Work order → Report each line from the entries in which "bulb" can be found.

Region pointing data →
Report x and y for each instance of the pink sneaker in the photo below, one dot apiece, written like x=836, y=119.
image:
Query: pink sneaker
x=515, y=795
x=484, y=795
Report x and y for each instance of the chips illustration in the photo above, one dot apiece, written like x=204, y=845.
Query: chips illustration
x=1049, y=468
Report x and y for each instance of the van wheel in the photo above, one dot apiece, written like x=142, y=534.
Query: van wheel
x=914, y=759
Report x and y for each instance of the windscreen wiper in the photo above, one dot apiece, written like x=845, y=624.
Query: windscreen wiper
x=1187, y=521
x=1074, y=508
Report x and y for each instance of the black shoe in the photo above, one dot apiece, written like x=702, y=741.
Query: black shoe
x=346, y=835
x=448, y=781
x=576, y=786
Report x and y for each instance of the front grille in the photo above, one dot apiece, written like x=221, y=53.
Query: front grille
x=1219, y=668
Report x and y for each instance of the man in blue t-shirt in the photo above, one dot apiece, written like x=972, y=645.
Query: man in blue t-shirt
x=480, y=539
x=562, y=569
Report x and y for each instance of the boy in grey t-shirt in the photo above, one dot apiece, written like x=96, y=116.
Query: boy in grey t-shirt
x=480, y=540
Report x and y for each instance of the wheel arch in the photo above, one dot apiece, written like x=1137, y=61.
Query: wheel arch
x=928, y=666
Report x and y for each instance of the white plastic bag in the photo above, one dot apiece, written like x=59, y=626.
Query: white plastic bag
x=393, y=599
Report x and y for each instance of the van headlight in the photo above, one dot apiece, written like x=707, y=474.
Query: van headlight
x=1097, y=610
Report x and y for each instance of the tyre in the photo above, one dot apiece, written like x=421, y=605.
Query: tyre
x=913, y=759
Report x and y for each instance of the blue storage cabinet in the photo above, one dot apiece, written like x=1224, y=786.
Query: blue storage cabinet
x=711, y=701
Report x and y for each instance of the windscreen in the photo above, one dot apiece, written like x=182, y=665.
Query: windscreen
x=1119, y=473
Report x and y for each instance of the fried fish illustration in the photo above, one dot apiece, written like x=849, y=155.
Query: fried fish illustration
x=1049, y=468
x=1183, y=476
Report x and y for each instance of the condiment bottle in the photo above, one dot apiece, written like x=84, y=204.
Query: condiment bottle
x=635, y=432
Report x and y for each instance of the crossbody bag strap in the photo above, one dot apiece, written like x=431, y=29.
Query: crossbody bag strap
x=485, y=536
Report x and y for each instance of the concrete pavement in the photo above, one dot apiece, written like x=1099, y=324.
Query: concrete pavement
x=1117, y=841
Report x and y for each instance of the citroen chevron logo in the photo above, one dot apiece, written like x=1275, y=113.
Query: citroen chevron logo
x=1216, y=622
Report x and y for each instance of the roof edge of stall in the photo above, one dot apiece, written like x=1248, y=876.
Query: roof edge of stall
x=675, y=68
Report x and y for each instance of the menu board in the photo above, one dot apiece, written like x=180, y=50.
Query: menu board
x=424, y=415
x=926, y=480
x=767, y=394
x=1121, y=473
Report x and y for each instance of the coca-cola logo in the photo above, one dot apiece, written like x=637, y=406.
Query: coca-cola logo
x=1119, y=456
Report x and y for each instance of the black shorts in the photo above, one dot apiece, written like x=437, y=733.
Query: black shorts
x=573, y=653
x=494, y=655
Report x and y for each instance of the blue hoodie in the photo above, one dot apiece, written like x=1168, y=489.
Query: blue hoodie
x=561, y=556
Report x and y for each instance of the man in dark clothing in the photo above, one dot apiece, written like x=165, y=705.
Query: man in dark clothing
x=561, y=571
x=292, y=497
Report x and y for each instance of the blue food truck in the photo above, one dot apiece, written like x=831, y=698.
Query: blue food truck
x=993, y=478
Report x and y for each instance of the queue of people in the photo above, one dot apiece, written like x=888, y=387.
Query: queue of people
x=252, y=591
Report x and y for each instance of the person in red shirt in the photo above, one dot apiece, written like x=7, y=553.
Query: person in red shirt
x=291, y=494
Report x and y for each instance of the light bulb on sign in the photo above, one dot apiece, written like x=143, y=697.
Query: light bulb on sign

==

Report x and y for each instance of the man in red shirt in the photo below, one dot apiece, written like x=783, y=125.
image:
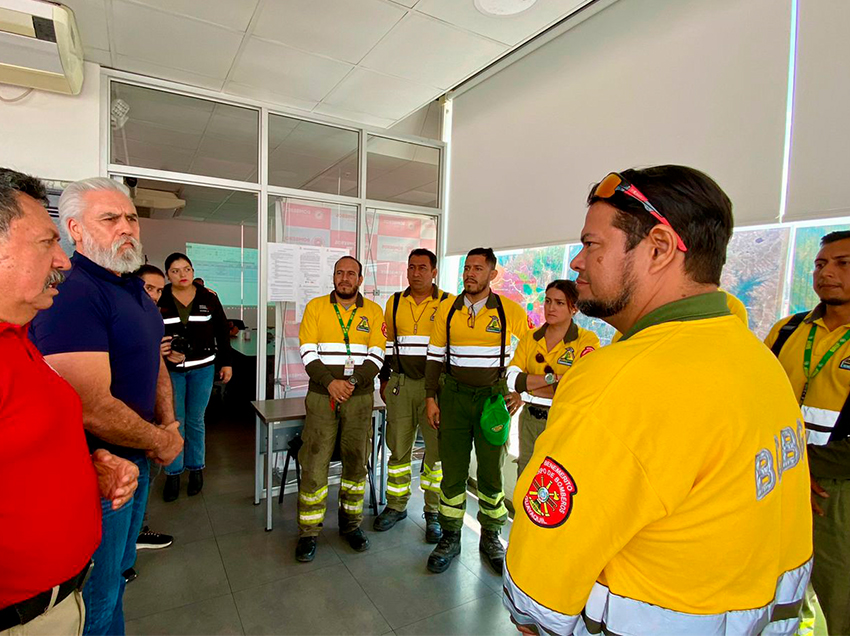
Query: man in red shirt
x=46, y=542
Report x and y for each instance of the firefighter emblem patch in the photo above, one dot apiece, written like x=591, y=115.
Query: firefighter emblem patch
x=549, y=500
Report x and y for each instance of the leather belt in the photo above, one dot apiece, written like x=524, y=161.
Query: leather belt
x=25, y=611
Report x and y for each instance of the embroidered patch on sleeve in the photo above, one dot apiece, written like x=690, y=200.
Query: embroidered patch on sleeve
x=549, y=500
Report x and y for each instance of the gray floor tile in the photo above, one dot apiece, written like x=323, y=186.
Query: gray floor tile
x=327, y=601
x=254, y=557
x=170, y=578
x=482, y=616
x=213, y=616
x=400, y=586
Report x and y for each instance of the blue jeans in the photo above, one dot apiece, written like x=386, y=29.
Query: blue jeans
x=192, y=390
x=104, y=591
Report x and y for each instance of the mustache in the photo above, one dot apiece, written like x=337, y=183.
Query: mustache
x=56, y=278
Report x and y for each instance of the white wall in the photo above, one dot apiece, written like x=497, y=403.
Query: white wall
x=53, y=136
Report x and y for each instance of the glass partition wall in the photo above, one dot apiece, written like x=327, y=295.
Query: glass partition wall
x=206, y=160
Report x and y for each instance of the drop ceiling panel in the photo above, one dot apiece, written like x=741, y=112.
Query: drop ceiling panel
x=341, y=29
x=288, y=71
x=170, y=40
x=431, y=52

* * *

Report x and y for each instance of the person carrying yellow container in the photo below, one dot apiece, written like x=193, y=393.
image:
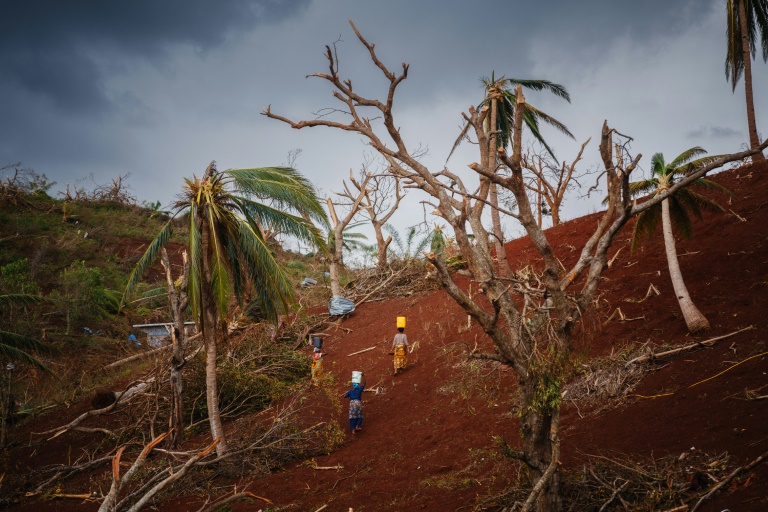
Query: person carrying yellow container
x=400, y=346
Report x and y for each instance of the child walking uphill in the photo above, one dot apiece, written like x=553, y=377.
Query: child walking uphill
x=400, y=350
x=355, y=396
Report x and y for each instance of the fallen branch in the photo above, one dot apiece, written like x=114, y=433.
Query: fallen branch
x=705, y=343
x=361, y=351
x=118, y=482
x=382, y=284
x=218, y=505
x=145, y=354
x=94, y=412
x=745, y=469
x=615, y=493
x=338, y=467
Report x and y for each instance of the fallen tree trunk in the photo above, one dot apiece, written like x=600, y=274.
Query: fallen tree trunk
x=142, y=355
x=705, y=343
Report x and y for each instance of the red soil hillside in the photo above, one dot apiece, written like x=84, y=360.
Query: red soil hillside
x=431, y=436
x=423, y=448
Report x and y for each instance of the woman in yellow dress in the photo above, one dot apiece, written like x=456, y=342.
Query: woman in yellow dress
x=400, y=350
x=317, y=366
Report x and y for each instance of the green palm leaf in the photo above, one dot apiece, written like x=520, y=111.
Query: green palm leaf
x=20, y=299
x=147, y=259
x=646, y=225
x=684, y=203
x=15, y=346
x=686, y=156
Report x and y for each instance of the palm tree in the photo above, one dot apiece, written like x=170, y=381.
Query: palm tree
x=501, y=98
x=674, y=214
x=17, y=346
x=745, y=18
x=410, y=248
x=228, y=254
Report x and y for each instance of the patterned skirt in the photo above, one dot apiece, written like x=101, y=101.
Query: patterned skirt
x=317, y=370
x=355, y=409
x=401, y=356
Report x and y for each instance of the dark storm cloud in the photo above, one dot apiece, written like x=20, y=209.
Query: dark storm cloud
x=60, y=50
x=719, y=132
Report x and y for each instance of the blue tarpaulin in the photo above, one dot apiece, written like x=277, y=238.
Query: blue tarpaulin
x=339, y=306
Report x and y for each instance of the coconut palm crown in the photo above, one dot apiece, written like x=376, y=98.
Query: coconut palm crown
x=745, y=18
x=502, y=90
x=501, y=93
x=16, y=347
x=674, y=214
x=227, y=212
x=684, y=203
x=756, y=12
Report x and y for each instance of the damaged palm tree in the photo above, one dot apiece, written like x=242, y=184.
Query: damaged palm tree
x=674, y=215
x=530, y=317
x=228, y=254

Exercise answer →
Report x and y for each instance of the light bulb on sign in the photo above, one dot apiece, written like x=143, y=697.
Query: light bulb on sign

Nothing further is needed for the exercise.